# EXERCISE REQUIREMENTS
Take the entries below and print only the lines from the one with "Target: child's jeans" through the one with "Given the photo above, point to the patterned", exactly as they stand, both ends included.

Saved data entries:
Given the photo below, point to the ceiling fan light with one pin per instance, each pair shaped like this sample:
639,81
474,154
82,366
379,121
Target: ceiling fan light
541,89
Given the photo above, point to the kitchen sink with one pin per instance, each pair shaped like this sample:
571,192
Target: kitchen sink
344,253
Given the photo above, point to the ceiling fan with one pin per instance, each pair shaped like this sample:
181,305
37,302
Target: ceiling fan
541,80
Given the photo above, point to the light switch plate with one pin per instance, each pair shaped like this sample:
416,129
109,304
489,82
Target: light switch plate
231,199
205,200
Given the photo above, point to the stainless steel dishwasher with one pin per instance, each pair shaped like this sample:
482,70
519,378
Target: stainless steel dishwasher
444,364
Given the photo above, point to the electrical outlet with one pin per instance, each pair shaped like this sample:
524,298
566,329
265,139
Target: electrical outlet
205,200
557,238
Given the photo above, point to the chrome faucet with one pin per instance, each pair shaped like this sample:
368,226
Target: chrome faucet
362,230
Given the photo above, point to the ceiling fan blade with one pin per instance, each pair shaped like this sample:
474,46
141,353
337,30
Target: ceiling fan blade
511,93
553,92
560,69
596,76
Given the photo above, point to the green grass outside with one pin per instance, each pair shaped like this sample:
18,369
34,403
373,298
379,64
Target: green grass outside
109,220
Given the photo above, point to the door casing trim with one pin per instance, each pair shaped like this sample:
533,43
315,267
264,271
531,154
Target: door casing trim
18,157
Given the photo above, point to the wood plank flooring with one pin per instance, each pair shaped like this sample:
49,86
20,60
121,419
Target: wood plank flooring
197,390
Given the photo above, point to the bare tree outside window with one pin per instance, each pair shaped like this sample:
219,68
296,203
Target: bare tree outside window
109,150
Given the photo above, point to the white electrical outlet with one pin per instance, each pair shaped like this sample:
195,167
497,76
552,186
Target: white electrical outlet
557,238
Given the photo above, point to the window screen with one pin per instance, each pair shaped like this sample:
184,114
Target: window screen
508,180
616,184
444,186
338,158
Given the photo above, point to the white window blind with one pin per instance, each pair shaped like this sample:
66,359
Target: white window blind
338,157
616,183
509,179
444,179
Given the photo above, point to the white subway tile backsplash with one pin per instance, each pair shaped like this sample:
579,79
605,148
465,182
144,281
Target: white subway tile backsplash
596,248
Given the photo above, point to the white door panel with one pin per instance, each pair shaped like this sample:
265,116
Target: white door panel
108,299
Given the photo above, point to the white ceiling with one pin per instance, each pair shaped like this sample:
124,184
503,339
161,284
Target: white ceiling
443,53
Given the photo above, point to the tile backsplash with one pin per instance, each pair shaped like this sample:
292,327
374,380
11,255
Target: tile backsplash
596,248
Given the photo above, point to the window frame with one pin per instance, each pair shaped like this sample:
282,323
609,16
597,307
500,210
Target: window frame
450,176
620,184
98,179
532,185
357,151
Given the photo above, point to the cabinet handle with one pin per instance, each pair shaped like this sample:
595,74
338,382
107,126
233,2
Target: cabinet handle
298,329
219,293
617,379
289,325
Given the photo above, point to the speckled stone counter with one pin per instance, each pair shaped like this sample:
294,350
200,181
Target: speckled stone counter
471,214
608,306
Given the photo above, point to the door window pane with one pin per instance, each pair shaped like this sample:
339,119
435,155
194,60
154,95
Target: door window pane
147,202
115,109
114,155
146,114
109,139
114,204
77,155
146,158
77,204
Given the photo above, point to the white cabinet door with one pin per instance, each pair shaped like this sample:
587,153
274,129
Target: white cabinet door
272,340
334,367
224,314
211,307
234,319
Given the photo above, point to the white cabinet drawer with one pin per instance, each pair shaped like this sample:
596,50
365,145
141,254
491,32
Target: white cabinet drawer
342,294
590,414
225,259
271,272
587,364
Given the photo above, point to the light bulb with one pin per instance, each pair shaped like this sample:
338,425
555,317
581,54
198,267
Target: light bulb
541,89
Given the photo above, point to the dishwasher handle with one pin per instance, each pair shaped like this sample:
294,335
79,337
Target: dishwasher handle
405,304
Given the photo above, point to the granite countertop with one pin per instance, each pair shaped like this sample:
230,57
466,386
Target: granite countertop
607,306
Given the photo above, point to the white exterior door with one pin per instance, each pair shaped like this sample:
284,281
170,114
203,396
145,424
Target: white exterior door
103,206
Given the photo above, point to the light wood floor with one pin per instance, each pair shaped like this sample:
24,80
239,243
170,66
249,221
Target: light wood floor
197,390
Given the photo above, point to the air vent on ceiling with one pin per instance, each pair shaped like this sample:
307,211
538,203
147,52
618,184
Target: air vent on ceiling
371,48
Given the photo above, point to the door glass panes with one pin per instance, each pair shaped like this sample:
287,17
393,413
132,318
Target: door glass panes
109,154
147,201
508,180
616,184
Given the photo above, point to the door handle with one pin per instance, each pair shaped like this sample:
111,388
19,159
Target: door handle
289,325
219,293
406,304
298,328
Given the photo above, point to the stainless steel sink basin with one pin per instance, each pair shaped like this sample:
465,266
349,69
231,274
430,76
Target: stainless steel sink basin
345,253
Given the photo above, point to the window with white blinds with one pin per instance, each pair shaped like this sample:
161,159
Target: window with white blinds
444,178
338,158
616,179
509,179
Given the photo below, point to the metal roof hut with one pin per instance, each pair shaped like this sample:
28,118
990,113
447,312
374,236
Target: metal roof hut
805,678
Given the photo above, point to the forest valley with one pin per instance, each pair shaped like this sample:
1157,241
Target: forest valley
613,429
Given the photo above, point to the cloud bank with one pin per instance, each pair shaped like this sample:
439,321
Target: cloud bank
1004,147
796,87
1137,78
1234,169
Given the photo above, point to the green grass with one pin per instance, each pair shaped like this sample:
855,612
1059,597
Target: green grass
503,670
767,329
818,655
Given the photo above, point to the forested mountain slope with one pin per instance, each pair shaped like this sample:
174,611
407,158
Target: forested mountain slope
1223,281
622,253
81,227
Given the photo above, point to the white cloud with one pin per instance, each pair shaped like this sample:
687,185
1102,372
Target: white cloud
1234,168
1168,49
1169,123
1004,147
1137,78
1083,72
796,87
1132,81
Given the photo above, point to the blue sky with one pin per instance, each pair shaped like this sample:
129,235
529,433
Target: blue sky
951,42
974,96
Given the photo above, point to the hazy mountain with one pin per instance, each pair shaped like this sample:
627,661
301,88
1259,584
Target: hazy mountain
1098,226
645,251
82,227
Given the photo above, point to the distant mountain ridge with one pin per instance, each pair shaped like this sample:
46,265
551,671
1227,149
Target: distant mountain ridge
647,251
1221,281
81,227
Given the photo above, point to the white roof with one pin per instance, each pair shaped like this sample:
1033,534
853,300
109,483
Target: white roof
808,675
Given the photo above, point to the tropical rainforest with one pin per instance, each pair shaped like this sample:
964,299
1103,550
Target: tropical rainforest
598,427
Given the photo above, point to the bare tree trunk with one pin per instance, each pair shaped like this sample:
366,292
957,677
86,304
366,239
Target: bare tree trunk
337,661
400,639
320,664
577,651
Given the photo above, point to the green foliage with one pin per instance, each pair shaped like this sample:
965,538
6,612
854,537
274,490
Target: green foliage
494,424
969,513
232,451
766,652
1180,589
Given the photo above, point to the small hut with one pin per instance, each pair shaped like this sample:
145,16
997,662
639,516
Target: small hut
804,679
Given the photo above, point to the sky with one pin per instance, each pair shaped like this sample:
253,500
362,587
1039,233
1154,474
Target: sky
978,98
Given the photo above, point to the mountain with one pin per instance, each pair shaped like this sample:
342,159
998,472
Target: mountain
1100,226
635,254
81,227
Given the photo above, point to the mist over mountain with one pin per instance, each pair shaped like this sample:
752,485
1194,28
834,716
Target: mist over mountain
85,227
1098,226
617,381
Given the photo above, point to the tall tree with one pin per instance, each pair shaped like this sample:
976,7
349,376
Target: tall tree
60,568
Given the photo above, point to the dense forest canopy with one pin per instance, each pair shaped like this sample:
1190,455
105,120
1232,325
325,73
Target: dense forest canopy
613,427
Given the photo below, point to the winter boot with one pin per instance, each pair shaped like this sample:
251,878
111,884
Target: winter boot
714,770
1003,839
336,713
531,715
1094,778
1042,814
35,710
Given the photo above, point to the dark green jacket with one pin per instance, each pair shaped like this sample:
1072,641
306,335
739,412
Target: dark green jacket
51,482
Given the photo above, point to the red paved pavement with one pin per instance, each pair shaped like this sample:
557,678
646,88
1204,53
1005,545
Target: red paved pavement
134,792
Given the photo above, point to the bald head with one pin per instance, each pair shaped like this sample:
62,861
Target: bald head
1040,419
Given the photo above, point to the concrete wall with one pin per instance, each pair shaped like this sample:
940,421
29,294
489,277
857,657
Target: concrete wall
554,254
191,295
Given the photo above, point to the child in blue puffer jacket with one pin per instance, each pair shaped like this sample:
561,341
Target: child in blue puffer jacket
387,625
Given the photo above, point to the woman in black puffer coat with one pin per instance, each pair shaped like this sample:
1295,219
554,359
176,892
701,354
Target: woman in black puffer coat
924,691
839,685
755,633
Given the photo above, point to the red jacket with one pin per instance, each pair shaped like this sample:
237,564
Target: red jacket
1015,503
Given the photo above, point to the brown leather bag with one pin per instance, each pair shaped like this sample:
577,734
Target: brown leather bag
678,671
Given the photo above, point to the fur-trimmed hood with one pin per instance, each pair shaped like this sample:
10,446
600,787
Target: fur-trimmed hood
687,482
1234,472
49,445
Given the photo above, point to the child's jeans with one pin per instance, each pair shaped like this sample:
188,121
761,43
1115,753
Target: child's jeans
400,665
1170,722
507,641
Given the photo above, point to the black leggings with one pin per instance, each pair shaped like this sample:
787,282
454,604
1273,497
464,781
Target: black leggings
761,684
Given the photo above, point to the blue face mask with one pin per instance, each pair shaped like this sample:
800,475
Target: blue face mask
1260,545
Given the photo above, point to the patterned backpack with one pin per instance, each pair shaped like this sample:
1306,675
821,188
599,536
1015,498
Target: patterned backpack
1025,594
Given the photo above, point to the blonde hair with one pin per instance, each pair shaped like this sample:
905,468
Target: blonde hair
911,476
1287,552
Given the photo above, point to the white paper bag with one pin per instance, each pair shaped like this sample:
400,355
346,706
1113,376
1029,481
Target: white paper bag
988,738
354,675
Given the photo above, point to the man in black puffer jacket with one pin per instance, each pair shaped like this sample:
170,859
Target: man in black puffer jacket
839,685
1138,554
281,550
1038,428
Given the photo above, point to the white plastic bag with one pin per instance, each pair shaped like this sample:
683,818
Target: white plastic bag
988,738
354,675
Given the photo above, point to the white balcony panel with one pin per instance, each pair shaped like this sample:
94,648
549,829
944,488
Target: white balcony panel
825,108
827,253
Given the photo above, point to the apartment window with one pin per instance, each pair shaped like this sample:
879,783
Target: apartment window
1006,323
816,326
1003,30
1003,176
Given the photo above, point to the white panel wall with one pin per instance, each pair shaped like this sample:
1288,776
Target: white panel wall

# SOLUTION FOR THIS TASK
Target: child's jeans
400,665
1170,722
507,641
Given the photo above, point to the black leggings with one pin per instance, each pair shaped like this sample:
787,282
454,604
1273,497
464,781
Target: black leggings
761,684
Given the photo above, point to the blue face mask with one pin per instance, each pair shaped like this sample:
800,475
Target: blue face mask
1260,545
Given the photo above, point to the patterned backpack with one pin per instance, each pair shaped like this sample:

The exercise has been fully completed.